● Written problem: Take the data below and repeat it exactly.

● Data shown:
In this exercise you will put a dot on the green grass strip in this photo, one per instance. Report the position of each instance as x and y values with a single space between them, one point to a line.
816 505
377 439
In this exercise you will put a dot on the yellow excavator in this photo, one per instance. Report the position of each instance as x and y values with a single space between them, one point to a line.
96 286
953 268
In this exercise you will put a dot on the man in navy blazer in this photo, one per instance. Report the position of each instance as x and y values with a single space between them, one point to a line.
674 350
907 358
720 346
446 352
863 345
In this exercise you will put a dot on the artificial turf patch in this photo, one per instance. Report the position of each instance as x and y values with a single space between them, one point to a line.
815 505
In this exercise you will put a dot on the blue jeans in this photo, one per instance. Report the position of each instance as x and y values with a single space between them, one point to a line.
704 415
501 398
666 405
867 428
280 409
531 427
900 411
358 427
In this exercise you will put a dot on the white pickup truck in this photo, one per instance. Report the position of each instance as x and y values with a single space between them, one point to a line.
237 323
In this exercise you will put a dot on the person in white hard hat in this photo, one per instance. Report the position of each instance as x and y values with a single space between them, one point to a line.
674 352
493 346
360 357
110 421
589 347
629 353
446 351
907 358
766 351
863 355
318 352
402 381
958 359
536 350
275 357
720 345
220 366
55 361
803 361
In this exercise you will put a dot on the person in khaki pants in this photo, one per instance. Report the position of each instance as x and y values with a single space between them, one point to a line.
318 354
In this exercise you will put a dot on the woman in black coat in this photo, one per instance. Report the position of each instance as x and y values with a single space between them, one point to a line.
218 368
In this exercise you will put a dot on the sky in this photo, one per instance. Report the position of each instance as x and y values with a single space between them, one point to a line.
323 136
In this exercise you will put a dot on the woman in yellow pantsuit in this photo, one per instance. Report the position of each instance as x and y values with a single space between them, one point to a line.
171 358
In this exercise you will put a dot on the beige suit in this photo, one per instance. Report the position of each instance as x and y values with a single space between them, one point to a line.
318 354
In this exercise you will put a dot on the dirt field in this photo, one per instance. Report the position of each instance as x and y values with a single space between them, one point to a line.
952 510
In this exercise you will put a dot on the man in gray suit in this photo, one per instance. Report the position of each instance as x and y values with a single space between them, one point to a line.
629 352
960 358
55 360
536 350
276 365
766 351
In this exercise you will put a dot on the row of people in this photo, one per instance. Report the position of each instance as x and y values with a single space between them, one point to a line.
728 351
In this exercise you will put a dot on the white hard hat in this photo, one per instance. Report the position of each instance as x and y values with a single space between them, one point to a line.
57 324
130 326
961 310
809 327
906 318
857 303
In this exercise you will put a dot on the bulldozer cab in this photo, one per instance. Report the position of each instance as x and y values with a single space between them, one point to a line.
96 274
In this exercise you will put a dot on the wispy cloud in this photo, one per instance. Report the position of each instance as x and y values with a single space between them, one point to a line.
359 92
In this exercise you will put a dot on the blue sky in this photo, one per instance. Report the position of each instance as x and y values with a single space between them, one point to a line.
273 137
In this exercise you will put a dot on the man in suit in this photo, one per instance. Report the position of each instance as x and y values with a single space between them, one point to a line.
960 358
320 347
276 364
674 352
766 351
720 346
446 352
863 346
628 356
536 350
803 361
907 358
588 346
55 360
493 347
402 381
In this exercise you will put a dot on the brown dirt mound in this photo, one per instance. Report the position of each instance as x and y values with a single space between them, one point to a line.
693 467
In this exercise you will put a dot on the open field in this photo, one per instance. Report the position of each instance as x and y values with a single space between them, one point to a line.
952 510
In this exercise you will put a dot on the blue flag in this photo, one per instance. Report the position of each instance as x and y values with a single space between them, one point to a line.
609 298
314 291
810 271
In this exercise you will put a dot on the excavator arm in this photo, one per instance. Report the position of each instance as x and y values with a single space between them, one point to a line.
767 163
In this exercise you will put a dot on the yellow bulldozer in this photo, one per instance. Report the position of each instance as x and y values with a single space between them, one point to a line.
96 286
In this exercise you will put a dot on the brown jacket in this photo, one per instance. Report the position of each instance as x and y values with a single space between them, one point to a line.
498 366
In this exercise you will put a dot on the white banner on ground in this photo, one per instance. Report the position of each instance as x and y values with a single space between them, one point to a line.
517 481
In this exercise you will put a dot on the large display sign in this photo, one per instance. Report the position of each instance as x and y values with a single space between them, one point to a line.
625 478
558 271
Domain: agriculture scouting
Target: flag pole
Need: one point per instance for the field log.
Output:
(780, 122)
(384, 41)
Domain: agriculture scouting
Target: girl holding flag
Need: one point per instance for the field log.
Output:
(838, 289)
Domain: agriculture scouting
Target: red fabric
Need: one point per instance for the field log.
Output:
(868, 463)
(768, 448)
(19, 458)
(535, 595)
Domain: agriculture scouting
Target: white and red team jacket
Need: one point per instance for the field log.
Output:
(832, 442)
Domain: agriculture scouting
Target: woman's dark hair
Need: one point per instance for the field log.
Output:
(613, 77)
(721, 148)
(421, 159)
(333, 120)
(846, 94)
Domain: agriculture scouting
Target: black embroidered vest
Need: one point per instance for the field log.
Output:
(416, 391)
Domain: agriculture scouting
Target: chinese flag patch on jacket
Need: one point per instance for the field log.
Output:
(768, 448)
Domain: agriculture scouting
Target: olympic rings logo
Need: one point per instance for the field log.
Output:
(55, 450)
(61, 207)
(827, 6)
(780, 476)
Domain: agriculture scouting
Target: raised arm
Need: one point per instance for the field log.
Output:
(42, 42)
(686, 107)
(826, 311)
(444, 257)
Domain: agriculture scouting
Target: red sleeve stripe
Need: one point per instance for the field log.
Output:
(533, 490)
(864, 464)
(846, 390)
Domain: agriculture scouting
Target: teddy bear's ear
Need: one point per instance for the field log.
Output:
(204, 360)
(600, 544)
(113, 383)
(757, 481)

● Response to the exercise:
In this exercise you will put a dot on the green grass strip in this photo, one per instance. Report the position of each instance as x and y values with a single space between them, one point to a line.
816 505
377 439
In this exercise you will put a dot on the yellow excavator in this photo, one per instance. Report the position of each instance as x and y values with a single space between them, one point to a line.
96 286
953 268
In this exercise you will put a dot on the man in navy blazer in this photo, one per instance. Report the position of each instance as x and y values with a single space between them, one point to a line.
674 350
907 358
720 346
446 352
863 345
In this exercise you will put a dot on the artificial turf patch in this photo, one per instance. Report the position of each instance as x and y values with a single space between them, one point to a line.
815 505
In this exercise you will put a dot on the blue jeans in this photo, one per instance. Report the position of each instance as x and y values with a single space between them, one point to a line.
704 415
501 398
666 405
867 428
280 409
531 427
900 411
358 427
In this exercise you will put a dot on the white pickup truck in this photo, one per instance. Report the position of each instance as x and y values with a single space between them, one point to a line.
237 323
In this exercise you will put a dot on the person in white hard hat in this photo, one per instance. Report the position of each instance as x and y values with a single space between them, one point to a line.
674 352
493 346
360 357
110 421
589 347
629 353
446 351
907 358
766 351
863 355
318 352
402 381
958 359
536 350
275 357
720 345
220 366
55 361
803 361
In this exercise you will put a dot on the person in khaki pants in this photo, one per instance. Report the position of each instance as x and y values with a single space between them, one point to a line.
318 354
In this exercise you will put a dot on the woman in black coat in this photo, one per instance. Report the position of each instance as x and y values with a single space between them, one point to a line.
218 368
In this exercise you will put a dot on the sky in this photo, one per instance. Report the position of each instance as x and y values with a single space between them, one point to a line.
323 136
In this exercise you will put a dot on the woman in yellow pantsuit in this photo, one per instance. Report the position of each instance as x and y values with a single space between them, one point to a line.
171 358
In this exercise you will put a dot on the beige suit in this photo, one per instance. Report the position of each instance as x and y values with a single space between them, one point to a line.
318 354
In this exercise you will put a dot on the dirt field in this photo, one per instance. Report the position of each instance as x and y values with a single space between them, one point to a line.
952 510
In this exercise you will put a dot on the man in gray suit in this photo, one per instance. Report the position of each instance as x and y values with a single space between them, one point to a line.
629 352
960 358
55 360
536 350
276 365
766 351
In this exercise you will put a dot on the row of people in this photo, one per instance. Report the position of each instance as x and y values with a single space between them, one point to a line.
728 351
In this exercise you will put a dot on the white hard hat in this photo, one per instance. Report the position of each instance as x and y values with a single space between them, one point to a line.
57 324
130 326
961 310
809 327
906 318
857 303
In this exercise you will put a dot on the bulldozer cab in this photo, one per instance. Report the position of each instance as x and y values with a single space between them, one point to a line.
96 274
In this exercise you will put a dot on the wispy cloud in this photo, one per instance. Report the position of each instance as x and y values with a single space between them, one point to a line.
359 92
In this exercise you will put a dot on the blue sky in this photo, one per instance. Report the position of each instance as x and y values with a single space between them, one point to a line.
273 137
In this exercise you will put a dot on the man in suit in this photo, one per instance. Report the position of each instance as x and y values with a single space between them, one point to a line.
960 358
320 347
276 364
674 352
766 351
720 346
446 352
863 346
628 356
536 350
803 361
907 358
588 346
55 360
493 347
402 381
In this exercise you will put a dot on the brown dirt mound in this photo, one per instance. Report the position of each instance as x and y values with a single space between them, one point to a line.
693 467
In this exercise you will put a dot on the open field in this photo, one per instance. Report the position of each instance as x and y values with a single space between them, one point to a line.
952 510
In this exercise you will put a dot on the blue flag in this photo, one per instance. Report the position of each instance as x and y values with a single space between them, one point to a line.
609 298
314 291
810 271
In this exercise you will put a dot on the excavator arm in this photo, one per instance. Report the position of each instance as x and y values with a single space between them, one point to a line.
767 163
In this exercise you will put a dot on the yellow bulldozer in this photo, one per instance. Report the position of each instance as x and y values with a single space between them, one point to a line.
96 286
In this exercise you will put a dot on the brown jacket in this photo, one per instance. Report the position of each instance as x and y values with a single space between them, one point to a line.
498 366
In this exercise you will put a dot on the white banner on ground in this photo, one per instance. Report the position of each instance as x and y values with a single space between them, one point to a line.
517 481
In this exercise you will put a dot on the large display sign in this photo, one per instance. Report the position of each instance as x and y values with a single space between them, one point to a line.
625 478
558 271
Domain: agriculture scouting
Target: flag pole
Need: one point per instance for the field log.
Output:
(780, 122)
(384, 41)
Domain: agriculture scouting
Target: girl holding flag
Need: one point per instance for the field log.
Output:
(838, 289)
Domain: agriculture scouting
Target: red fabric
Need: one point per instance for the field log.
Output:
(868, 463)
(768, 448)
(19, 458)
(535, 595)
Domain: agriculture scouting
Target: white and red team jacket
Need: one point per instance for the field log.
Output:
(832, 442)
Domain: agriculture scouting
Target: woman's dark hair
Need: one point per instance for the field log.
Output:
(613, 77)
(721, 148)
(421, 159)
(333, 120)
(846, 94)
Domain: agriculture scouting
Target: black embroidered vest
Need: one point per instance for the field log.
Output:
(416, 391)
Domain: agriculture scouting
Target: chinese flag patch on jacket
Need: one point per instance for the field log.
Output:
(768, 448)
Domain: agriculture scouting
Target: olympic rings logo
Need: one point per instance for the field log.
Output:
(55, 450)
(61, 207)
(827, 6)
(780, 476)
Domain: agriculture scouting
Target: raised arm
Need: one point per instance for the field log.
Output:
(42, 42)
(686, 107)
(826, 311)
(444, 257)
Domain: agriculture scouting
Target: red sleeve stripe
Need: one point per instance for the field log.
Output:
(533, 490)
(864, 464)
(846, 390)
Domain: agriculture scouting
Target: teddy bear's ear
Need: one point per instance for the field log.
Output:
(204, 360)
(600, 544)
(113, 383)
(757, 481)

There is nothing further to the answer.